Rewrite the records below as a Markdown table with the columns Row and Line, starting with the line that contains "On the screen shown above, can you pinpoint the starry" and going on through the line that contains "[[560, 262, 835, 360], [1135, 280, 1270, 325]]". Number each row and leave out blank lines.

*****

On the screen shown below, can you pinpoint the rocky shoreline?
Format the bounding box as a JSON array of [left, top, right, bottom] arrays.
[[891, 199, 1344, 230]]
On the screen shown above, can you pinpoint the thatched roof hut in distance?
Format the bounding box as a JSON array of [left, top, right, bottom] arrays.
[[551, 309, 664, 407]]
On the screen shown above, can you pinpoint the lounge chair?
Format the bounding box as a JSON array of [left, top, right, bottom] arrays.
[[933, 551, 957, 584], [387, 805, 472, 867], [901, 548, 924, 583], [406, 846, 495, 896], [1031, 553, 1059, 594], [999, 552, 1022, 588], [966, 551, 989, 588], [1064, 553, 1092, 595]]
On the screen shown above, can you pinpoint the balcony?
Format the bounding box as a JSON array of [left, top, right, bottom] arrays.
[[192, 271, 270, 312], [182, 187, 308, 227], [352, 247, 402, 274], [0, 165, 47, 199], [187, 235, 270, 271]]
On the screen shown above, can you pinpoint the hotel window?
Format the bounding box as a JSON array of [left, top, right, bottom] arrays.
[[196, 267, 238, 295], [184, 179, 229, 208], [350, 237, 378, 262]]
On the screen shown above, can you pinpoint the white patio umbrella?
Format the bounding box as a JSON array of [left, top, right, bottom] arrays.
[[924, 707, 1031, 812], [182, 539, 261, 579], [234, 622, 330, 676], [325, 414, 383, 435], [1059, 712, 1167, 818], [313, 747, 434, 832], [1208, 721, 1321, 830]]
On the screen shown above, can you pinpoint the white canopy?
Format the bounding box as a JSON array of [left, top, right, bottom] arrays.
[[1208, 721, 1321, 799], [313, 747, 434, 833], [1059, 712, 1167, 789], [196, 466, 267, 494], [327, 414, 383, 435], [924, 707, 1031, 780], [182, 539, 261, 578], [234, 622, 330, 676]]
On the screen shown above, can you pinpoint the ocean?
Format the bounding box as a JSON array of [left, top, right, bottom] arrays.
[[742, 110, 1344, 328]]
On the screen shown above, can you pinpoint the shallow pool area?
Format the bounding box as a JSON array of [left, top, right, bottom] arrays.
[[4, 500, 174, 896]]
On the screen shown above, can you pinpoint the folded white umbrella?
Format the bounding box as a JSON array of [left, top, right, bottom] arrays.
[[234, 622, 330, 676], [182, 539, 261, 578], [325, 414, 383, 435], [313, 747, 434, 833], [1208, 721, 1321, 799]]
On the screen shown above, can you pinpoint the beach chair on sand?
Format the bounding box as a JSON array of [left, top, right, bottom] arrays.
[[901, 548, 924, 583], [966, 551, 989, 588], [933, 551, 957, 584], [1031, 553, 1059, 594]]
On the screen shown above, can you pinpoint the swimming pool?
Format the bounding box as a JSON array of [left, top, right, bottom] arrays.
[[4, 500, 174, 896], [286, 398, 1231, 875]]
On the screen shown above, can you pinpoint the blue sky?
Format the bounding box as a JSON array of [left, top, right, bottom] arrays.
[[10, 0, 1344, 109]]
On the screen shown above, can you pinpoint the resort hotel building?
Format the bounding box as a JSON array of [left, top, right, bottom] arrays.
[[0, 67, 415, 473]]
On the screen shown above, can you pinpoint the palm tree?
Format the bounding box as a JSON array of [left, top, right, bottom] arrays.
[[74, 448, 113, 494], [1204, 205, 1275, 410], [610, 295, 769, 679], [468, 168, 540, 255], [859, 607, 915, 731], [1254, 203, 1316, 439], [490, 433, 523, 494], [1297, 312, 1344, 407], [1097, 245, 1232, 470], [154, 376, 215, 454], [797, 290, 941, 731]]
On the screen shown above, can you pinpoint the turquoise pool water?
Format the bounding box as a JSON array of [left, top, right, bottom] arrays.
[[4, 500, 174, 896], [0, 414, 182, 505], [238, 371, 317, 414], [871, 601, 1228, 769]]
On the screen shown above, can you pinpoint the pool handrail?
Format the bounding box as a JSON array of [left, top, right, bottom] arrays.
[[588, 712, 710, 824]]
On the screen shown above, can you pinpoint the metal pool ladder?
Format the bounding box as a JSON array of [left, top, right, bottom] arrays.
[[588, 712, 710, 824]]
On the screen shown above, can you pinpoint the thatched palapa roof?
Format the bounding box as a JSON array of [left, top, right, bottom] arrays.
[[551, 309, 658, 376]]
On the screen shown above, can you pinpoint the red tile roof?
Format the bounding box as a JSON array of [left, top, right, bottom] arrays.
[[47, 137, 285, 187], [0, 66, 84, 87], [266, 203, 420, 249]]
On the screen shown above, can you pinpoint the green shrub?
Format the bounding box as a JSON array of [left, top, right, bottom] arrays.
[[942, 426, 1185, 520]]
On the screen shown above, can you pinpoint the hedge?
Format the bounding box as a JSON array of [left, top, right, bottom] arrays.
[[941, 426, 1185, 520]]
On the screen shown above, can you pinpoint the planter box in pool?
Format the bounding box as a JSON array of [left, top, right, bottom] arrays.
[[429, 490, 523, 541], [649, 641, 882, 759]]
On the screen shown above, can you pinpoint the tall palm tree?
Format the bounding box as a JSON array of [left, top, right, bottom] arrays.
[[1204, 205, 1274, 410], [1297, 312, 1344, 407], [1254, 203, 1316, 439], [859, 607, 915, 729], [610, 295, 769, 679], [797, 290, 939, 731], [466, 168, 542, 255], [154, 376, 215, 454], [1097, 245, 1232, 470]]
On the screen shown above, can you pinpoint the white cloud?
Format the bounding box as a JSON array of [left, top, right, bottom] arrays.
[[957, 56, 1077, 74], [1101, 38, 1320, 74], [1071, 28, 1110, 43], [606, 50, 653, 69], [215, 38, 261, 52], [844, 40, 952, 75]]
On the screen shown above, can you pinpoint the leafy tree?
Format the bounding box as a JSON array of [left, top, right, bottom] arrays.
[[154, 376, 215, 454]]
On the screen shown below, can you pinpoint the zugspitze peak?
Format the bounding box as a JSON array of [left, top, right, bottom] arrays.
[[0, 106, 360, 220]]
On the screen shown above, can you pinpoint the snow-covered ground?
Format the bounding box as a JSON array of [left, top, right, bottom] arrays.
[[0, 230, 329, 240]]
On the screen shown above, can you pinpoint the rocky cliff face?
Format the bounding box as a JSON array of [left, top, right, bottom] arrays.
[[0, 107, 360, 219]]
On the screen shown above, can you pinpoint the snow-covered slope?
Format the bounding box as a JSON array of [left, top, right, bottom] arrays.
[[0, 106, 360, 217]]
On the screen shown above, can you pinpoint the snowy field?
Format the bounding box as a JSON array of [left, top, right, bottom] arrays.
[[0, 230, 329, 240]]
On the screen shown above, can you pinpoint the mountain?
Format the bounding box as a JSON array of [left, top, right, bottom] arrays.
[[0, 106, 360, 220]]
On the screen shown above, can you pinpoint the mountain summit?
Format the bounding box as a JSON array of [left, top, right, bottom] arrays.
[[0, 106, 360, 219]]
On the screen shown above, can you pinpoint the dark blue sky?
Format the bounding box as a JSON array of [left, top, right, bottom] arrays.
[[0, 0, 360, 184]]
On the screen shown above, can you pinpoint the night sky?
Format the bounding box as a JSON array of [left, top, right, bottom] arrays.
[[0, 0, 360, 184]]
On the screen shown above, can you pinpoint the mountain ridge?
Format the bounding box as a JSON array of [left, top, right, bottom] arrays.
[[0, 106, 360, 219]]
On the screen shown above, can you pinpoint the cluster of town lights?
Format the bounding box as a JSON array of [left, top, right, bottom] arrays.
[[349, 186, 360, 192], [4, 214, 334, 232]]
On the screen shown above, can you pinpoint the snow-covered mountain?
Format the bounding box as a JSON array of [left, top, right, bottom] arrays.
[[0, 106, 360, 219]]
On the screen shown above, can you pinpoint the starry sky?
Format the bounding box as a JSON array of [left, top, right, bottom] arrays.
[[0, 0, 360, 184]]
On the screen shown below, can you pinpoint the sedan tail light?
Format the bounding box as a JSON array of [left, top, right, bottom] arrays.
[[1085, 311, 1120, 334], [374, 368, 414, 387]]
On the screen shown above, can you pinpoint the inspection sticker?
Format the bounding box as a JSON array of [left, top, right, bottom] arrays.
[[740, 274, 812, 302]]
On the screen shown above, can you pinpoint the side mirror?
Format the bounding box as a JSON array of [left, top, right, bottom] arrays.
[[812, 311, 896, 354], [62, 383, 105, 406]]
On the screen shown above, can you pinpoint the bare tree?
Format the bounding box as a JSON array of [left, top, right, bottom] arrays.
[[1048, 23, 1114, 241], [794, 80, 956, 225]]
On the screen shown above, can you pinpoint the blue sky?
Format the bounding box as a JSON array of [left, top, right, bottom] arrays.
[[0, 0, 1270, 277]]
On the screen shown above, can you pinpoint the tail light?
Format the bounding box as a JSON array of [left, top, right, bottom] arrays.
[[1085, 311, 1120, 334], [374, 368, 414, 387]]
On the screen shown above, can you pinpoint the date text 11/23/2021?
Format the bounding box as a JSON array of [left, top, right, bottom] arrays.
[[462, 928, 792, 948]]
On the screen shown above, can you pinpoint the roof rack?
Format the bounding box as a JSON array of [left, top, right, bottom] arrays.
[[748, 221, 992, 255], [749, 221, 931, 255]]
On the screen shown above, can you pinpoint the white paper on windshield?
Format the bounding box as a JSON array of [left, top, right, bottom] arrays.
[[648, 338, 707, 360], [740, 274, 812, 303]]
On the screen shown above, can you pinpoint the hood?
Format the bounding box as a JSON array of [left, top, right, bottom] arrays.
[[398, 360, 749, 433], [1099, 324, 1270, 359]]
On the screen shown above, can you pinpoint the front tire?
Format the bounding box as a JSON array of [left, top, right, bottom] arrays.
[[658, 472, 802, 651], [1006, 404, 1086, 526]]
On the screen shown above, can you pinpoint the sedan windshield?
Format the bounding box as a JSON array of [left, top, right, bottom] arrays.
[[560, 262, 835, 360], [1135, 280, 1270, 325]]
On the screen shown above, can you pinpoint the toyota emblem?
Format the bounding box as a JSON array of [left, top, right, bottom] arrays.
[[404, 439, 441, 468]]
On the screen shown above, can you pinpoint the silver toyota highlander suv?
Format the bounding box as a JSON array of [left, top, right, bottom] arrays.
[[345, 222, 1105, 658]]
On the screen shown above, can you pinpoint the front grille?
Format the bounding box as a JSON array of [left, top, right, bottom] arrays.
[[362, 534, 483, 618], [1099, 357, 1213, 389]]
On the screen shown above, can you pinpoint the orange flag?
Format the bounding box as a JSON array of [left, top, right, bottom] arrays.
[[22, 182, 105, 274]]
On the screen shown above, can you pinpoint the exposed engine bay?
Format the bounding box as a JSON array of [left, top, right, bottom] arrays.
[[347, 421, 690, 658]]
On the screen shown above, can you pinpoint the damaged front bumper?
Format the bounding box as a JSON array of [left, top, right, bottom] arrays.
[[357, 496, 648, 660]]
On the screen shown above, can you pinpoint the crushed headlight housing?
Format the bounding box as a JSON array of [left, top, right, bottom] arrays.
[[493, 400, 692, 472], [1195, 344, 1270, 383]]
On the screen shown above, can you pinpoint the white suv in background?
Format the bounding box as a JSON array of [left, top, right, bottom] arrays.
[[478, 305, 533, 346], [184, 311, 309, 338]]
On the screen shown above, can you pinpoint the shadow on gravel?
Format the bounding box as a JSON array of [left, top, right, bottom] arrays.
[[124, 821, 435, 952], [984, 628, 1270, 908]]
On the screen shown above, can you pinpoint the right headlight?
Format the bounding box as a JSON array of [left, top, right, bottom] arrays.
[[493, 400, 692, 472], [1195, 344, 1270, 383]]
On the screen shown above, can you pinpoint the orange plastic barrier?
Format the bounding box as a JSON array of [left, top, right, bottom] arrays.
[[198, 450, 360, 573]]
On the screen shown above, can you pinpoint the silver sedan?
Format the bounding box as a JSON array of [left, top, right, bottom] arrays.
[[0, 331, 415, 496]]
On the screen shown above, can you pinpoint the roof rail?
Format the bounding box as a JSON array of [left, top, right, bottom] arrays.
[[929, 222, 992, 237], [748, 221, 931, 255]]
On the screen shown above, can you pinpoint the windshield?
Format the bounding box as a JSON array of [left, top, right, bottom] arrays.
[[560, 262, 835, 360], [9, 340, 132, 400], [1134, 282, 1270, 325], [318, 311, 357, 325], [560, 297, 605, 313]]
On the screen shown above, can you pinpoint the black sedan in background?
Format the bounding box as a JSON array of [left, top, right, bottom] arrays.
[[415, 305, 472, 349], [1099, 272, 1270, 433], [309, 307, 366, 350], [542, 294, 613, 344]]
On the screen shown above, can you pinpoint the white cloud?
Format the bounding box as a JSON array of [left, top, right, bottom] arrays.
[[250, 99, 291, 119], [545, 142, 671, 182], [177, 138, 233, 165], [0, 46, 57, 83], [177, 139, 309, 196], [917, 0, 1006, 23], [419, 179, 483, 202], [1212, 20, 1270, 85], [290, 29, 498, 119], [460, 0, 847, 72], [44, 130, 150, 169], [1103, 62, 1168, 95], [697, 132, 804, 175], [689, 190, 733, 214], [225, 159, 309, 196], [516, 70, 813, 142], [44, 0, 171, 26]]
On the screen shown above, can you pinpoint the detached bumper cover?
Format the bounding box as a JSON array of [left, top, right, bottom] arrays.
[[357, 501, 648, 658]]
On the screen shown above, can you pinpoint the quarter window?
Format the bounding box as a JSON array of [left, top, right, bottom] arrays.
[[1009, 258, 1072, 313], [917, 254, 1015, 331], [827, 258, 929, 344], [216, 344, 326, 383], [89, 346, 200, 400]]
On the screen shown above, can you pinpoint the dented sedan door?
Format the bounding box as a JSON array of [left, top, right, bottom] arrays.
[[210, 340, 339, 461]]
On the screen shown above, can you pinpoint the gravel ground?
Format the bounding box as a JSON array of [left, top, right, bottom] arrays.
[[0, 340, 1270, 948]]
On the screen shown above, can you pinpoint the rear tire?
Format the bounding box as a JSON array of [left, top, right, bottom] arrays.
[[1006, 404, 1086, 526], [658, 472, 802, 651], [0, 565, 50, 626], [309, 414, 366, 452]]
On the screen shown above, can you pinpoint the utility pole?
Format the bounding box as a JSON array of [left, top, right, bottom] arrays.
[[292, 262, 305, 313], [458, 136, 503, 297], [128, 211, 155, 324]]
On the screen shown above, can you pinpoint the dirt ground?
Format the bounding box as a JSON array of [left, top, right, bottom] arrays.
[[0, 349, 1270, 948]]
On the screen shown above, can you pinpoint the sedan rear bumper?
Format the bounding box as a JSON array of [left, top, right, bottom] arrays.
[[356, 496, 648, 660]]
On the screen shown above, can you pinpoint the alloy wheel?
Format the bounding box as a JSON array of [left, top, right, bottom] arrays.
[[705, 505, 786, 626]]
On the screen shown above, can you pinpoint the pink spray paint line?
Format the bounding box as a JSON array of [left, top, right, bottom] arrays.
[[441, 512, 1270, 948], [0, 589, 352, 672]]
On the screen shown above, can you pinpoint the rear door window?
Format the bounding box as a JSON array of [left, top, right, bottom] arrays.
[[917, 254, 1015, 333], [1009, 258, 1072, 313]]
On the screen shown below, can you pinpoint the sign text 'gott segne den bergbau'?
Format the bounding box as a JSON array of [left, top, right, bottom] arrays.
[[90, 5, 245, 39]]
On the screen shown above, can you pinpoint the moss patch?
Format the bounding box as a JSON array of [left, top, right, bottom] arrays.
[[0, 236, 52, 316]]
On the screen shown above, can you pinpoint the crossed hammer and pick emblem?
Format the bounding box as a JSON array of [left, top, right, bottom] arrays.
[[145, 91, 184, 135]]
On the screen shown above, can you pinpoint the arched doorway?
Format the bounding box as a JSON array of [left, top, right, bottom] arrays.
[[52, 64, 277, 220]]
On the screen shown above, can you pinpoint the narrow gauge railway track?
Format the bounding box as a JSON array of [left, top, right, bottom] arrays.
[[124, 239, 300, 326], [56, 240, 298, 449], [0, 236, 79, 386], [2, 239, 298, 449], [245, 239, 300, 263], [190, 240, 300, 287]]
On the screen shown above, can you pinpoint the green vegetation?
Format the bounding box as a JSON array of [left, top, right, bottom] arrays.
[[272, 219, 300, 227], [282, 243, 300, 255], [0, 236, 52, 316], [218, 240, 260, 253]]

*****

**Full response:**
| Row | Line |
|---|---|
| 1 | On the screen shown above, can you pinpoint the starry sky? |
| 2 | Format the bounding box as a JSON array of [left, top, right, bottom] arrays. |
| 3 | [[0, 0, 360, 184]] |
| 4 | On the screen shown below, can you pinpoint the sedan tail light? |
| 5 | Format the bounding box as a JSON array of [left, top, right, bottom] arrays. |
| 6 | [[1085, 311, 1120, 334], [374, 368, 414, 387]] |
| 7 | On the screen shown above, can you pinpoint the inspection sticker? |
| 8 | Format the bounding box as a JSON array of [left, top, right, bottom] arrays. |
| 9 | [[740, 274, 812, 302]] |
| 10 | On the screen shown above, can you pinpoint the side mirror? |
| 11 | Format the bounding box as a JSON array of [left, top, right, bottom] arrays. |
| 12 | [[812, 311, 896, 354], [62, 383, 105, 406]] |
| 13 | On the screen shown above, can you pinpoint the bare tree? |
| 14 | Format the bounding box as a JSON array of [left, top, right, bottom] arrays. |
| 15 | [[1048, 23, 1114, 241], [794, 80, 956, 225]] |
| 16 | On the screen shown above, can you pinpoint the blue sky? |
| 17 | Format the bounding box as a JSON array of [left, top, right, bottom] arrays. |
| 18 | [[0, 0, 1270, 277]] |
| 19 | On the screen shown above, can you pinpoint the tail light? |
| 20 | Format the bounding box as a JSON array of [left, top, right, bottom] arrays. |
| 21 | [[1085, 311, 1120, 334], [374, 368, 414, 387]] |
| 22 | On the screen shown above, can you pinpoint the date text 11/23/2021? |
| 23 | Format the bounding box as a JSON array of [left, top, right, bottom] arrays. |
| 24 | [[462, 928, 792, 948]] |
| 25 | On the screen shown above, can you pinpoint the roof rack? |
| 26 | Format the bounding box as a JSON array of [left, top, right, bottom] arrays. |
| 27 | [[748, 221, 992, 255], [749, 221, 931, 255]] |
| 28 | On the screen shown above, can you pinpoint the white paper on windshield? |
| 29 | Format the bounding box as a JSON array of [left, top, right, bottom] arrays. |
| 30 | [[648, 338, 707, 360], [740, 274, 812, 303]] |
| 31 | On the screen shown above, can you pinpoint the hood? |
| 32 | Format the bounding box as a JSON array of [left, top, right, bottom] arrays. |
| 33 | [[398, 360, 749, 433], [1099, 324, 1270, 359]] |
| 34 | On the screen shown above, can you pinpoint the front tire? |
| 35 | Format the bounding box as a JSON array of [left, top, right, bottom] arrays. |
| 36 | [[658, 472, 802, 651], [1006, 404, 1086, 526]] |
| 37 | On the screen shown above, can you pinpoint the sedan windshield? |
| 38 | Format the bounding box as a JSON array of [left, top, right, bottom] arrays. |
| 39 | [[560, 262, 835, 360], [1135, 280, 1270, 325]] |